# Aim
Your task is to repeat the listing exactly.

# Labeled-object pointing entries
================
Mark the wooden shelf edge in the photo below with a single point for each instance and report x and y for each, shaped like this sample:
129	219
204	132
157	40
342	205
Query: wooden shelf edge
================
# Exercise output
Mark the wooden shelf edge in the photo below with a single point for each instance and report x and y for each, shaped like this sample:
129	219
204	132
157	40
342	205
Query: wooden shelf edge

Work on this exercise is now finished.